-- BEGIN Records provided --

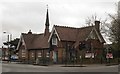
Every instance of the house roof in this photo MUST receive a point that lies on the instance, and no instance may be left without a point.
(76, 34)
(36, 41)
(73, 34)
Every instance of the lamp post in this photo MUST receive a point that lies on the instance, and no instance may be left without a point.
(9, 38)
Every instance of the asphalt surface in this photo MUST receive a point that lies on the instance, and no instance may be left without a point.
(13, 67)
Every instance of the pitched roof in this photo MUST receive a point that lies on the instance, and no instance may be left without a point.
(36, 41)
(76, 34)
(73, 34)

-- END Records provided --

▶ Stated goal
Reproduce all of the lines above, requests included, and scale each point coordinate in the answers by 2.05, rounding to the nearest whole number with halves going up. Leave the picture out of your version.

▶ Response
Every instance of the house roof in this photo MUST receive a point that lies on the instance, and no instance may be left without a point.
(156, 70)
(74, 84)
(150, 70)
Every instance of the lamp post in this photo MUST receive a point that lies on the instance, and no instance may be left without a point.
(18, 78)
Every instance of the asphalt surface in this photo MUST receive a point that lies on the instance, and no instance may be left without a point.
(27, 137)
Every instance of the pitched roof in this photo MUST receive a point that lies on the instance, and no instance may be left without a point.
(74, 84)
(156, 70)
(150, 70)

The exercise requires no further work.